> Exercise directions
The answer should hold every line of the listing, unchanged and free of images.

> Records shown
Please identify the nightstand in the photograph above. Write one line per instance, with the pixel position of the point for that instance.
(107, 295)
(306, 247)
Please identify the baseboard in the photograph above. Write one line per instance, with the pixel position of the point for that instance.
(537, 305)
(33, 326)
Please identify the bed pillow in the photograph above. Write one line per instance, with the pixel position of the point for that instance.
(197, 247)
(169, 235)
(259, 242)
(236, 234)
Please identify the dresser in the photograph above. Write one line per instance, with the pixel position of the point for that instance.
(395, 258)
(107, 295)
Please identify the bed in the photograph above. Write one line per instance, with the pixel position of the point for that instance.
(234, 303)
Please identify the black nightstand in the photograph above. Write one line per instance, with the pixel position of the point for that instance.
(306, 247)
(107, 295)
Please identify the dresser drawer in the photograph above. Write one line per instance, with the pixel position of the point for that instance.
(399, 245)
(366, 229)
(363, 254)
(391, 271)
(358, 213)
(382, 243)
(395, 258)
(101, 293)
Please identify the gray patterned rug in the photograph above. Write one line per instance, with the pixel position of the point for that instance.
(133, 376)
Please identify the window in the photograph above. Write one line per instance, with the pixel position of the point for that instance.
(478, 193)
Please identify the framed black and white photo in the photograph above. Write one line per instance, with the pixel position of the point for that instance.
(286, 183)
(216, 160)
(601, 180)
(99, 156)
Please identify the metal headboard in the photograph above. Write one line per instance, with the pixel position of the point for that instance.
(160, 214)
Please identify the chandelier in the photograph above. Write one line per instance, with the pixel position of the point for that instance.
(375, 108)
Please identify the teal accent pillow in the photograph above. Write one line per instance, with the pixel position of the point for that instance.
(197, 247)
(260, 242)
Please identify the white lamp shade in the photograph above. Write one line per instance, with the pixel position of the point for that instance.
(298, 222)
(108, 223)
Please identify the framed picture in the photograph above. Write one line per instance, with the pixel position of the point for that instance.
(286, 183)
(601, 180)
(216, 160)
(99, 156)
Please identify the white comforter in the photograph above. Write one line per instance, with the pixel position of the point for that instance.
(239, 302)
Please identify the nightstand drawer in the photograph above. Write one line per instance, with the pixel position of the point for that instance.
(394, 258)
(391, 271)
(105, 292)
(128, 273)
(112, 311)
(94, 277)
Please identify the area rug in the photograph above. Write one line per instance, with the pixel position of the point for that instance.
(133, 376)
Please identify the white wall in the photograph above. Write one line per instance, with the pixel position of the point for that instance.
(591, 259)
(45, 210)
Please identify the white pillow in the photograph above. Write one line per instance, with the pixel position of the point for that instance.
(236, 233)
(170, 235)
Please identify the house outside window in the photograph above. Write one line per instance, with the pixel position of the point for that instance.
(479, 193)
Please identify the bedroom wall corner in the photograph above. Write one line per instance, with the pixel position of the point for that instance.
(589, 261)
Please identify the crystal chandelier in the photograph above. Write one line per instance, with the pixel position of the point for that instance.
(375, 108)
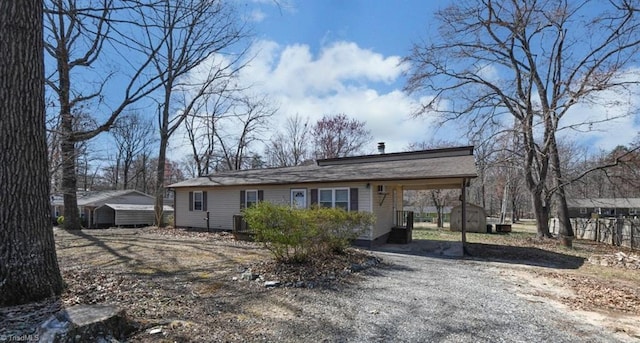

> Written reply
Please identify the nightstand in the photograph above. Write one line per instance, with the pixel position of the point for that instance.
(107, 295)
(306, 247)
Please identify the baseboard in the photograph above. Write one line per instance, with the pixel position of the point for that instance.
(537, 305)
(33, 326)
Please identify the bed pillow in the photograph above. Write one line per instance, with the pixel position of the point for that instance.
(197, 247)
(169, 235)
(259, 242)
(236, 234)
Please identify the dresser in the photograph above. Write one line per instance, with the pixel position of the point for that instance.
(395, 258)
(107, 295)
Please identify the bed in the photograph above. Write one line per instance, with the pixel position of the point for that instance.
(234, 303)
Please identify the black nightstand in the photograph above. Write one line per instance, with the pixel position of the point for that instance.
(306, 247)
(107, 295)
Please identify the dresser drawer in the photograph above. Write one line per instance, with the pixel position of the point for that instance.
(399, 245)
(366, 229)
(363, 254)
(391, 271)
(358, 213)
(382, 243)
(395, 258)
(101, 293)
Please identify the gray patterned rug in the photograph above. Write one line per instance, with the pixel position of the point for that instance.
(133, 376)
Please identify the window in the photograph above. Write one line per instance, with the pixel position of the point for that instance.
(478, 193)
Please identify the framed black and white photo in the photograph above. Write one line per instance, with the pixel position of the point for that instance.
(286, 183)
(216, 160)
(601, 180)
(99, 156)
Please identify the metal headboard in the photograph above. Write one line per instance, with the pixel position of the point for that instance.
(160, 214)
Please identify the chandelier in the photograph above. Write one line per instance, with the pixel position of the point for that instance.
(375, 108)
Please identify the teal accent pillow in the photograph above. Write one line per instance, with the pixel position of the point for that instance.
(197, 247)
(260, 242)
Please identify the white lamp shade in the photograph above. Write one line per instance, with the pixel position of the point for that instance.
(298, 222)
(108, 223)
Please identify the framed picture in the photograph above. Write one line per instance, with the pixel position of the point for that instance.
(286, 183)
(601, 180)
(216, 160)
(99, 156)
Please identify the white comforter in the photograph above. Write one line per instance, with the pixel position of the point for that instance.
(239, 302)
Please identify the nightstand drawer in the photograph above. Write one line per instance, with the pixel position of the point for that instance.
(394, 258)
(391, 271)
(105, 292)
(128, 273)
(112, 311)
(94, 277)
Please identify the area rug in the photograph above. Write one line per instance, with the pixel position of the point for that instance.
(133, 376)
Please identify the white wall in the photograph above. Write one line per instance, with the pixel position of the point for that instance.
(591, 259)
(45, 210)
Please identify the white pillow in the photograph above. Write one line per instance, with the pixel position of the point for that instance.
(236, 233)
(170, 235)
Please identify the house outside window in the photograph above. Write one line per instance, with the pixel position of the point for that instance.
(479, 193)
Please identify the bedroom wall corner in the photograph above. Write one line per instance, with the pixel position of the point for that instance.
(589, 261)
Please identify the crystal chandelier in the photograph above. Write one line per instance, with the pixel position of the point for that instance.
(375, 108)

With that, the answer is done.